Problem requirements => Pick each line that has "distant" out of the records.

(Stored entries)
========================================================================
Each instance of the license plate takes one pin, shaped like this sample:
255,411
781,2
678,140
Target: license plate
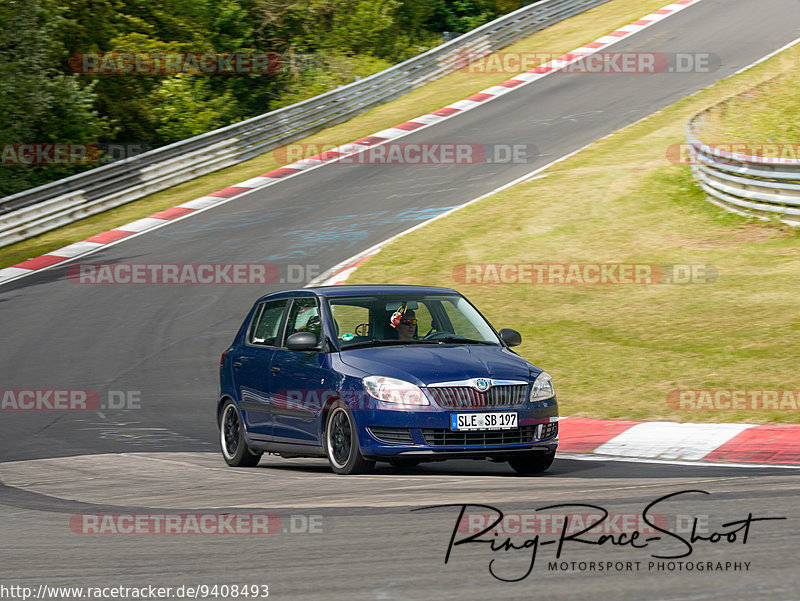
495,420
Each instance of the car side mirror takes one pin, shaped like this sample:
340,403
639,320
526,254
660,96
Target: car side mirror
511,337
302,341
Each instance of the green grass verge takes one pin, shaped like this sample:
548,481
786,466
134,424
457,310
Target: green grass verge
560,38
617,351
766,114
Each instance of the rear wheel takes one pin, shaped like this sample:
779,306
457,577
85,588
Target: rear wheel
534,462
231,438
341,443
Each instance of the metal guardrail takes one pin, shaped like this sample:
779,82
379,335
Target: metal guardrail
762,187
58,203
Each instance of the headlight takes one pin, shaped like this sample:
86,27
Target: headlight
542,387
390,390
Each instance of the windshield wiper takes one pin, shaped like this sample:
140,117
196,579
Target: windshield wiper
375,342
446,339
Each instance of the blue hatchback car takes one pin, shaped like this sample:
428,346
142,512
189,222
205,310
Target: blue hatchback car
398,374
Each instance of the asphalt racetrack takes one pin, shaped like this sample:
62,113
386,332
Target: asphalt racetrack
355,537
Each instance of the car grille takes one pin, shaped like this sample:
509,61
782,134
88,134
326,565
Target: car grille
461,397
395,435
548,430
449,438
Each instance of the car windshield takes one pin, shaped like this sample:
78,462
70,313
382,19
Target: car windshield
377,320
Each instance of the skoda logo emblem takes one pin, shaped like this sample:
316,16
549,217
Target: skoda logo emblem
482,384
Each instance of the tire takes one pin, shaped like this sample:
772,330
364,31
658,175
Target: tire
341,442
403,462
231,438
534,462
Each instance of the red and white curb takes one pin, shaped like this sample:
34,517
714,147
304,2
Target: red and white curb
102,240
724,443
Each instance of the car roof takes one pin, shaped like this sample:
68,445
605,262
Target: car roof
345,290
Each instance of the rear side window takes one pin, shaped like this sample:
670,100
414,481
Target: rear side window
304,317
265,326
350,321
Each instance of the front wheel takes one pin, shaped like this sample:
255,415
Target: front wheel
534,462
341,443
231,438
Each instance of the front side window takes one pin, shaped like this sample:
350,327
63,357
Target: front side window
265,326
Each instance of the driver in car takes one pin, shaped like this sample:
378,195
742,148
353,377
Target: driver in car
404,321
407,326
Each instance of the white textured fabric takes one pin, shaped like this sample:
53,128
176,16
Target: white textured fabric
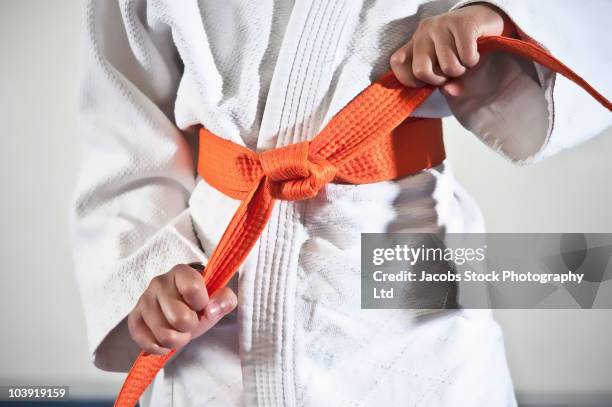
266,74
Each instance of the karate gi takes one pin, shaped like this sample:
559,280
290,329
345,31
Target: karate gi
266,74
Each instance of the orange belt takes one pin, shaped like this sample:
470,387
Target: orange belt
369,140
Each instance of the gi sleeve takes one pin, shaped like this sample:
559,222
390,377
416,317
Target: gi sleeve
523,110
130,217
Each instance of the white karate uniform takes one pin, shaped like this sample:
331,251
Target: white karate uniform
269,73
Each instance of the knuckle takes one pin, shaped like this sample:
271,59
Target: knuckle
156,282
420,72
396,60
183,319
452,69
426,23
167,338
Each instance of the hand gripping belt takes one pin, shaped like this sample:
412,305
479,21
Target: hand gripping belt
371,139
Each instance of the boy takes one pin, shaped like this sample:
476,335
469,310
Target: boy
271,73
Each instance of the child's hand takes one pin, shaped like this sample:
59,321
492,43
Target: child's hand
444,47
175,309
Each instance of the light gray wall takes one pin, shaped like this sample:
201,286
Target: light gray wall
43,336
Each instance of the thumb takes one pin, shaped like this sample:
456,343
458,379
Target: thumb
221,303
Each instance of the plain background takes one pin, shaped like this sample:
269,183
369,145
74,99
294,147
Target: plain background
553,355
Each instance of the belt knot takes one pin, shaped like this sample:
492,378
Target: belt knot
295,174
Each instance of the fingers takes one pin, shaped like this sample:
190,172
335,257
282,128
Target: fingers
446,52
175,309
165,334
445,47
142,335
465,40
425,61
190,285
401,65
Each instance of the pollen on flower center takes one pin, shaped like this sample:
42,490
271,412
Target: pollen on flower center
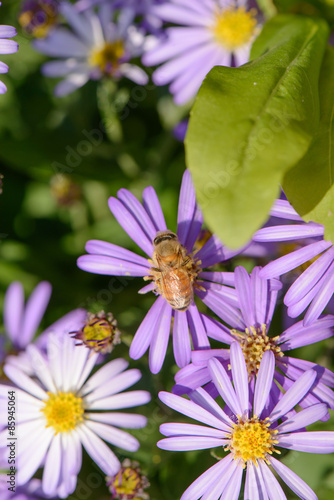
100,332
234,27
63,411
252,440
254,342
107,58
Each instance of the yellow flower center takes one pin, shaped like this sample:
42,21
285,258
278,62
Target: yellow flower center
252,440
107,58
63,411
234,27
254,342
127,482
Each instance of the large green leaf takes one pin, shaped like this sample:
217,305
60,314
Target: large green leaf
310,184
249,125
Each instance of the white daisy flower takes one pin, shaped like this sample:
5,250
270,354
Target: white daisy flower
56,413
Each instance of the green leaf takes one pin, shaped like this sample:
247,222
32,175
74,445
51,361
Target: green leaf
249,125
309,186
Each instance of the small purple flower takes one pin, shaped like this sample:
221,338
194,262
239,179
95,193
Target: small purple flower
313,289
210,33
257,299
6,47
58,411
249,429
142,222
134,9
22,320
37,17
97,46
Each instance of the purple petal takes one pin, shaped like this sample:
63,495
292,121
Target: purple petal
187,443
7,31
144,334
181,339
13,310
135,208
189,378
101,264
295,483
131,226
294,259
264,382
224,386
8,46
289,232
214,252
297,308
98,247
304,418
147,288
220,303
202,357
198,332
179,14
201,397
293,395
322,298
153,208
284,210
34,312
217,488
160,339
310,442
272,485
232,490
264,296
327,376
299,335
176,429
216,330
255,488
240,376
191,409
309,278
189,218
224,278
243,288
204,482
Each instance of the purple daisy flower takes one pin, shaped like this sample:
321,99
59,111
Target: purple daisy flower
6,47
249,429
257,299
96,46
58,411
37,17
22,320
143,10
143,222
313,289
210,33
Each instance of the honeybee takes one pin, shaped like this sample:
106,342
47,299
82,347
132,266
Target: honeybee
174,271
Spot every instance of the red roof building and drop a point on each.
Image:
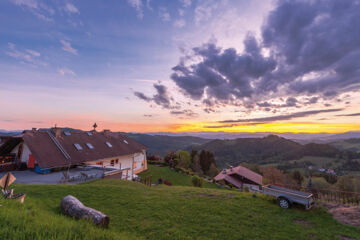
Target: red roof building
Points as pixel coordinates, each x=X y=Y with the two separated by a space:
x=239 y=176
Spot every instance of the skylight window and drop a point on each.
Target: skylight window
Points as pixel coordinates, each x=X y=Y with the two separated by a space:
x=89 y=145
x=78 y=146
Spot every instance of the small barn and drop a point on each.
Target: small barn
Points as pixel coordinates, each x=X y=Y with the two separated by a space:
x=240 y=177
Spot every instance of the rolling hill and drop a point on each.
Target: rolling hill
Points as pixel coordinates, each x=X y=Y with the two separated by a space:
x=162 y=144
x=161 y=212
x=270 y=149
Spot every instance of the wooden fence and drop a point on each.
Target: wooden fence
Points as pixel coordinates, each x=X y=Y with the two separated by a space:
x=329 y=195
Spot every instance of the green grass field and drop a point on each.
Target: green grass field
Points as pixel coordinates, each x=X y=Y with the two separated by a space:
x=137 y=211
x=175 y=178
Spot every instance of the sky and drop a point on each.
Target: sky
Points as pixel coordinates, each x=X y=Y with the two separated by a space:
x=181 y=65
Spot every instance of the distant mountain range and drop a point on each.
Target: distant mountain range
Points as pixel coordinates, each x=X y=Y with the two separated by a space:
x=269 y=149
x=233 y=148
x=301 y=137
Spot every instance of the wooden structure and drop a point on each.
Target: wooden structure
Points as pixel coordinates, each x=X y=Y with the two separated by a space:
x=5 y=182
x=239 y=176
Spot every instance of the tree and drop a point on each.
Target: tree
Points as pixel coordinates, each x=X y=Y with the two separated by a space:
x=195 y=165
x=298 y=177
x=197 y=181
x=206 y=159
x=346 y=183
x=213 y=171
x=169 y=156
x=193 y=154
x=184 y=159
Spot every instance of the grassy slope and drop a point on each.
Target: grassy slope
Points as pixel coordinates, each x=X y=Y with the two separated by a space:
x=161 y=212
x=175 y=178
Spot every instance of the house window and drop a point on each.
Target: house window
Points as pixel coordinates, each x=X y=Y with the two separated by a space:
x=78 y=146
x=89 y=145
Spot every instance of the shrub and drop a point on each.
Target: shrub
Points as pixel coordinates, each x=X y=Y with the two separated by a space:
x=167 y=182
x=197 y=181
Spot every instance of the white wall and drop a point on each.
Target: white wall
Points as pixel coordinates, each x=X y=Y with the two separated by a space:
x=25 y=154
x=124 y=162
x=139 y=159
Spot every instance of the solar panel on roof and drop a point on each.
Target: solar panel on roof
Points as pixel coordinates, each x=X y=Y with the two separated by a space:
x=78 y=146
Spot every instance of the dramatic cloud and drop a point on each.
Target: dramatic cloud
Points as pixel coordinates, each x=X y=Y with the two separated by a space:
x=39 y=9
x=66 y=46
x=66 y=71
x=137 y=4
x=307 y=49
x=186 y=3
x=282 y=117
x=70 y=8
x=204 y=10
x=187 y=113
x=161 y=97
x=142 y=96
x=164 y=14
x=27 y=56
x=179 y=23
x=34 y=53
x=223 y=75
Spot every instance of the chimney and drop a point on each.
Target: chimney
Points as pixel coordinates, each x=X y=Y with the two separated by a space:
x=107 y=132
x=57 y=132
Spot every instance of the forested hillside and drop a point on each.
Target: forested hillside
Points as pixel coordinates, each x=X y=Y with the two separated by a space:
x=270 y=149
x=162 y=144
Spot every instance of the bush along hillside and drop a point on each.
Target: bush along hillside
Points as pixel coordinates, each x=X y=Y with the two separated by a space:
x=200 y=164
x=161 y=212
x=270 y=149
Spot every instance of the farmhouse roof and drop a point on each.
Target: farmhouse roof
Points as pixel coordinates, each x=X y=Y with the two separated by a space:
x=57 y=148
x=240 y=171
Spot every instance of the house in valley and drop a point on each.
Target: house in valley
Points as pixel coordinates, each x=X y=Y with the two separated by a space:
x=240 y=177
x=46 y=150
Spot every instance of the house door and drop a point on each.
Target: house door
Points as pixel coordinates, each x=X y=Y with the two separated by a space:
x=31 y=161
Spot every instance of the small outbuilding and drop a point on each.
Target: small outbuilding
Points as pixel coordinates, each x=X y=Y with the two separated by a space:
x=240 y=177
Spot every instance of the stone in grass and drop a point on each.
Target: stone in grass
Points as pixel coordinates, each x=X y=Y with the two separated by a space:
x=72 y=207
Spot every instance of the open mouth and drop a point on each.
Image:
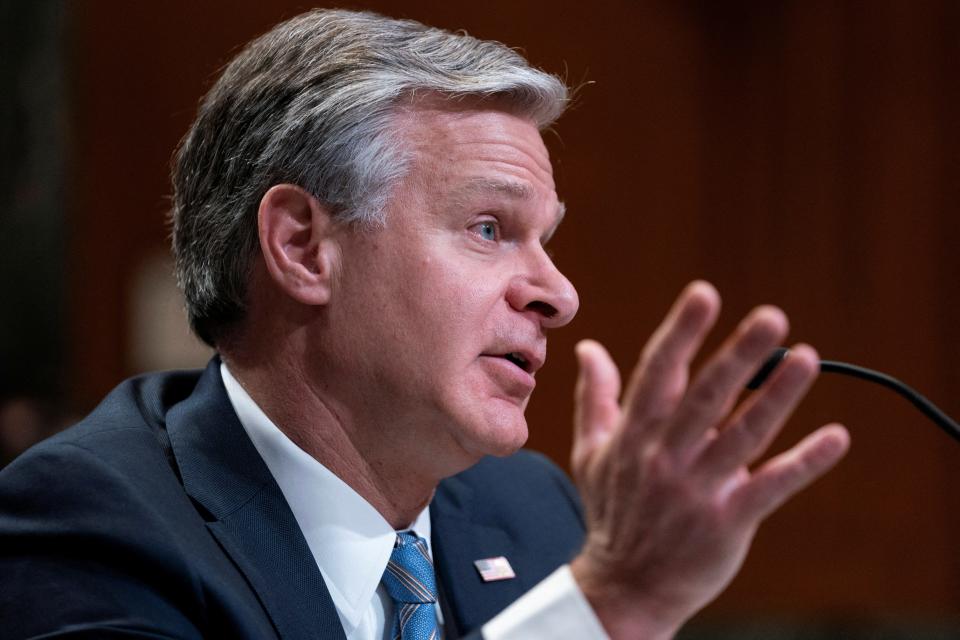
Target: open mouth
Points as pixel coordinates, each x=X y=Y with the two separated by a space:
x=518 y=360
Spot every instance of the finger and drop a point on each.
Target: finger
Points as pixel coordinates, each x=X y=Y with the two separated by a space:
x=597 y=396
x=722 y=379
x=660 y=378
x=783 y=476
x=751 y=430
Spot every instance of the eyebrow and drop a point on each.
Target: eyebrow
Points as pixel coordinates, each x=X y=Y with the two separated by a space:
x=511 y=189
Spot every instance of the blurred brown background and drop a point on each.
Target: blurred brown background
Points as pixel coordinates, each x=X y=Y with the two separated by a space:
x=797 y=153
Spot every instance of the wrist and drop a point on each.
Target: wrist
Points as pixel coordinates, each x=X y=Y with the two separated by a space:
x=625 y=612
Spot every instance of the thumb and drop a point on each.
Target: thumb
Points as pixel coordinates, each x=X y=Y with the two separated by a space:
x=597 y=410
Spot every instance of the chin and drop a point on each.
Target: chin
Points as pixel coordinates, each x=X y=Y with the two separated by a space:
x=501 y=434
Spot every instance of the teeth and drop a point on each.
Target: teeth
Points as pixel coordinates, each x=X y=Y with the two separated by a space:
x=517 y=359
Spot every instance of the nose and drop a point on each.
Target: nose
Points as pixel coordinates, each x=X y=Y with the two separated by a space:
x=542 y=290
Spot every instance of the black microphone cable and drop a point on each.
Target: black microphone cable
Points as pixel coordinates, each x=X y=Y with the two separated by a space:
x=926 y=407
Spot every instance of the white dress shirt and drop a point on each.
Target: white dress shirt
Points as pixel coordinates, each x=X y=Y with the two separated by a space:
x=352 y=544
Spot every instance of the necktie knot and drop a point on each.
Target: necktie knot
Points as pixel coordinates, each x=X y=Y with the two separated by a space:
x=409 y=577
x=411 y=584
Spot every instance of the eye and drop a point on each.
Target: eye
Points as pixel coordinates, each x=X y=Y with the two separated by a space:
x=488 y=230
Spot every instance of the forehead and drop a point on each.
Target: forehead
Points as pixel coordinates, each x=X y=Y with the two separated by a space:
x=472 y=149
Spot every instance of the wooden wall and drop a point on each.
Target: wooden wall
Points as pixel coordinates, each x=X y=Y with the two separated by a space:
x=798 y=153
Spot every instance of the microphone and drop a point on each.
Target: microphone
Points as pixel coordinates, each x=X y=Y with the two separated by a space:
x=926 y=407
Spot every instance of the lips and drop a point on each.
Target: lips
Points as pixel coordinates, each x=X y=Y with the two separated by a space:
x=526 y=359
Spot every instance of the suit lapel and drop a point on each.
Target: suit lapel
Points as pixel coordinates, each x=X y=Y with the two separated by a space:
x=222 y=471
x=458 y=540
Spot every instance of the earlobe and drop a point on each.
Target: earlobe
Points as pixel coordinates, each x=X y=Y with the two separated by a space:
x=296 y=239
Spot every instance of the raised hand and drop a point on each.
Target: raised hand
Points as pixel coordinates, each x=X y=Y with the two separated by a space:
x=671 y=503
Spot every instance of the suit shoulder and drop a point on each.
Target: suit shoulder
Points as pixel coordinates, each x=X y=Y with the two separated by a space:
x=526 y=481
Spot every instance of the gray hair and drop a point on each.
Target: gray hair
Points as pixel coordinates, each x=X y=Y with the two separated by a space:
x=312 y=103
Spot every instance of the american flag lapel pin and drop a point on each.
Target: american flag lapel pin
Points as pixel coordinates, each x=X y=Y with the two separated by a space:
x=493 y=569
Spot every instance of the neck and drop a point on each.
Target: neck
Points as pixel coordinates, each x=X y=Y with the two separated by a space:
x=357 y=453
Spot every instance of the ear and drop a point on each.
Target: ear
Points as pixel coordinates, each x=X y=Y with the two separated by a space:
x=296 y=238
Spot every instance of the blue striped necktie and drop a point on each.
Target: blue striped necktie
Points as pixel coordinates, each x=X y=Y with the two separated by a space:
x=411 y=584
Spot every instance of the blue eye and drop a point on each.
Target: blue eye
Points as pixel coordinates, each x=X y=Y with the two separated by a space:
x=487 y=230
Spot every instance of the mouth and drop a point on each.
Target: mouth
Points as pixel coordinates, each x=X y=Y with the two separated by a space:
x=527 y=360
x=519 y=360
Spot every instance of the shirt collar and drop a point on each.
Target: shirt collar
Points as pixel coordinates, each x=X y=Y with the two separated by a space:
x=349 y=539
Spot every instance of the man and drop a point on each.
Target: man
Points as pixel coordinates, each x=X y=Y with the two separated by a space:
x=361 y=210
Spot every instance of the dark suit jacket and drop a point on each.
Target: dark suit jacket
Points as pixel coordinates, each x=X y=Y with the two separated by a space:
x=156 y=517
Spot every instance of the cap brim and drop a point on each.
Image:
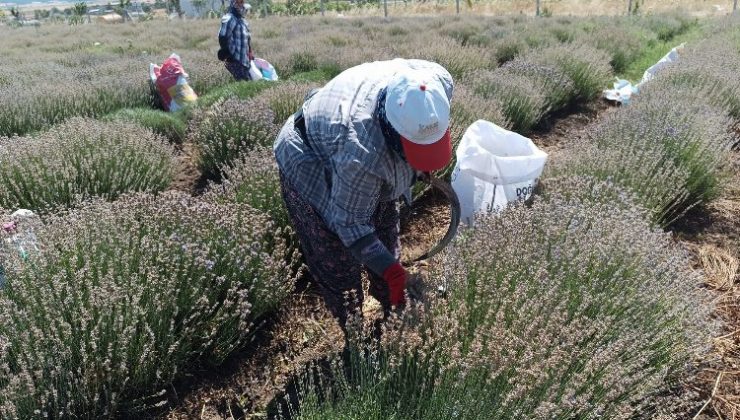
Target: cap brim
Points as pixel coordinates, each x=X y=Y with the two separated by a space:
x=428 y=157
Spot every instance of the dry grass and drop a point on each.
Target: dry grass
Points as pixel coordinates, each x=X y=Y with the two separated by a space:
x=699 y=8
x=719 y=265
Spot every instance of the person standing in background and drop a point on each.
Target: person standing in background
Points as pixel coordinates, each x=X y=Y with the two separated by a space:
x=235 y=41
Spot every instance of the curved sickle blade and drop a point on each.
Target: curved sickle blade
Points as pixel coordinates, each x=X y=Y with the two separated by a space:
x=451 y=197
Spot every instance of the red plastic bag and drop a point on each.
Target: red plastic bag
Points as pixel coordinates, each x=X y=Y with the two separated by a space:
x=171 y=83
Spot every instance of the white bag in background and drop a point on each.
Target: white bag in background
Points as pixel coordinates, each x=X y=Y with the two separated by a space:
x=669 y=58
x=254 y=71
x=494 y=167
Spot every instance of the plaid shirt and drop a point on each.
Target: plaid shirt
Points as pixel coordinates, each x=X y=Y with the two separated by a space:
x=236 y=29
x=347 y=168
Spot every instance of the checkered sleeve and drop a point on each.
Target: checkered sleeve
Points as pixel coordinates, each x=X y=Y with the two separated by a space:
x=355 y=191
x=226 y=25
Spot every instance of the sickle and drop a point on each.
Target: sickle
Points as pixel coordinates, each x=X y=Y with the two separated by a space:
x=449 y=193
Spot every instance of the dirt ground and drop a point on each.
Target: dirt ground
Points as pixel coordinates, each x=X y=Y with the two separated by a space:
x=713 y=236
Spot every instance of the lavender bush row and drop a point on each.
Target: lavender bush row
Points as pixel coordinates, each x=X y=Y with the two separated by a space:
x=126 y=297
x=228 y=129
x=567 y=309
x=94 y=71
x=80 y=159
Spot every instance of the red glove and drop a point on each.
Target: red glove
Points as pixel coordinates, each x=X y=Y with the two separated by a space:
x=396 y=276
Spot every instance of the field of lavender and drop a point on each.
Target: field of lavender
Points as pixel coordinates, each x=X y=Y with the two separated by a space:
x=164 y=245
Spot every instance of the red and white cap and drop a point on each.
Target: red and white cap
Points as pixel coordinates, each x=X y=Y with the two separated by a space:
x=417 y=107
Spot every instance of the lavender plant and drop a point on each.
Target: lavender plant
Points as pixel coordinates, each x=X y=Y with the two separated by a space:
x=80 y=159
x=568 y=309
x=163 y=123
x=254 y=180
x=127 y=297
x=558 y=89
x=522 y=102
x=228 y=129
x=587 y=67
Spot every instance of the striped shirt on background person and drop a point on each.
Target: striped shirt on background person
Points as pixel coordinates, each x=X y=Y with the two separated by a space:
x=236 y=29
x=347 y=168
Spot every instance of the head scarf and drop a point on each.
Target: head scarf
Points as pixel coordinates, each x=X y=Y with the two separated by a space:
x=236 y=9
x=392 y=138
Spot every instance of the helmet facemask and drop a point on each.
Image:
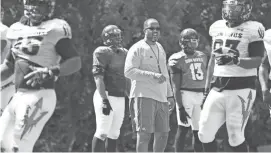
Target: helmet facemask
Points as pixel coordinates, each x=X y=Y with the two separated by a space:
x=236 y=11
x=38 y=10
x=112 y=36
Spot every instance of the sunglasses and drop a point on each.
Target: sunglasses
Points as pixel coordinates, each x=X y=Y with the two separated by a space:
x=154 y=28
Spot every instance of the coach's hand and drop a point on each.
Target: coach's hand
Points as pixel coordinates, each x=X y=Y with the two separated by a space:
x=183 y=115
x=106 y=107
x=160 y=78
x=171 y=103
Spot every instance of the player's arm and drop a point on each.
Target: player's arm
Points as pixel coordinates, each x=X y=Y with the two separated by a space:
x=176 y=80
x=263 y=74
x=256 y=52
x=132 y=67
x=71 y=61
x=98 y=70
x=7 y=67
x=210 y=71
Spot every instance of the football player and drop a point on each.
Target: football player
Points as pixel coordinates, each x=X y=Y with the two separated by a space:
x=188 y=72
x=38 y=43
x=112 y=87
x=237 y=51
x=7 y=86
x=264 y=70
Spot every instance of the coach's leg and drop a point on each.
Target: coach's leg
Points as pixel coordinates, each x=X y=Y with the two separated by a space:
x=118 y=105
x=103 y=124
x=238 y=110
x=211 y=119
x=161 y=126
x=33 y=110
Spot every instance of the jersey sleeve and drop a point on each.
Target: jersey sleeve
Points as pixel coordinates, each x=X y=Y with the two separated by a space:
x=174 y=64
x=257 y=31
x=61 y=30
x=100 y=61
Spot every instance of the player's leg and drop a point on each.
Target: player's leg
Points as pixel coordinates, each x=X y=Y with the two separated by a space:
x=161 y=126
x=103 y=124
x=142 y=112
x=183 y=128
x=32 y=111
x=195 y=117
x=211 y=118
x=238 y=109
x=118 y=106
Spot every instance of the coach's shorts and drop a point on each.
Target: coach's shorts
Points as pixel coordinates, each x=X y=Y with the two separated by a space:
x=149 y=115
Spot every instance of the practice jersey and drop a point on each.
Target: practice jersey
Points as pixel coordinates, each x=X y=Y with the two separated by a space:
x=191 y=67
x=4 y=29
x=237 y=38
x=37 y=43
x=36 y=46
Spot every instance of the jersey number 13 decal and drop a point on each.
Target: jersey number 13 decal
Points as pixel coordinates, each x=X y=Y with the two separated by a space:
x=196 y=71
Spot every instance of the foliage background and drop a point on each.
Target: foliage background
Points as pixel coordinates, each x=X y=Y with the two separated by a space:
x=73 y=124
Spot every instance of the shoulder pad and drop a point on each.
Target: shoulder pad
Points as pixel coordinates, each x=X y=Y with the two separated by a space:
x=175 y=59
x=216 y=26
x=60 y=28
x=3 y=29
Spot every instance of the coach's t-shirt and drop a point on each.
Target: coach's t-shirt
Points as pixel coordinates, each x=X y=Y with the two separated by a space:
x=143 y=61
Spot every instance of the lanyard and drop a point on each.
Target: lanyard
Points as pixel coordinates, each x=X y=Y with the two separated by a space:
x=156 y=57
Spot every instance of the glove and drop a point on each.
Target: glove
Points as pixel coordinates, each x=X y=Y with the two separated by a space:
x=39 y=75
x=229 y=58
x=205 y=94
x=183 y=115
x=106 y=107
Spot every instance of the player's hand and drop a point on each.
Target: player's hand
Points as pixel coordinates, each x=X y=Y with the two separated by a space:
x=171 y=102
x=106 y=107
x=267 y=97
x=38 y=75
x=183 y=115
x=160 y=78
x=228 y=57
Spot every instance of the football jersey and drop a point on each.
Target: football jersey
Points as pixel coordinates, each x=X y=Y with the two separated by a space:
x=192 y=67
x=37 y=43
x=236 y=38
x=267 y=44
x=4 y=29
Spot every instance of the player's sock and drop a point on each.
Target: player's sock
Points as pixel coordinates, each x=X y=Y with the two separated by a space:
========================================================================
Written reply =>
Spot every instance of the distant mountain range and drop a point on each.
Target: distant mountain range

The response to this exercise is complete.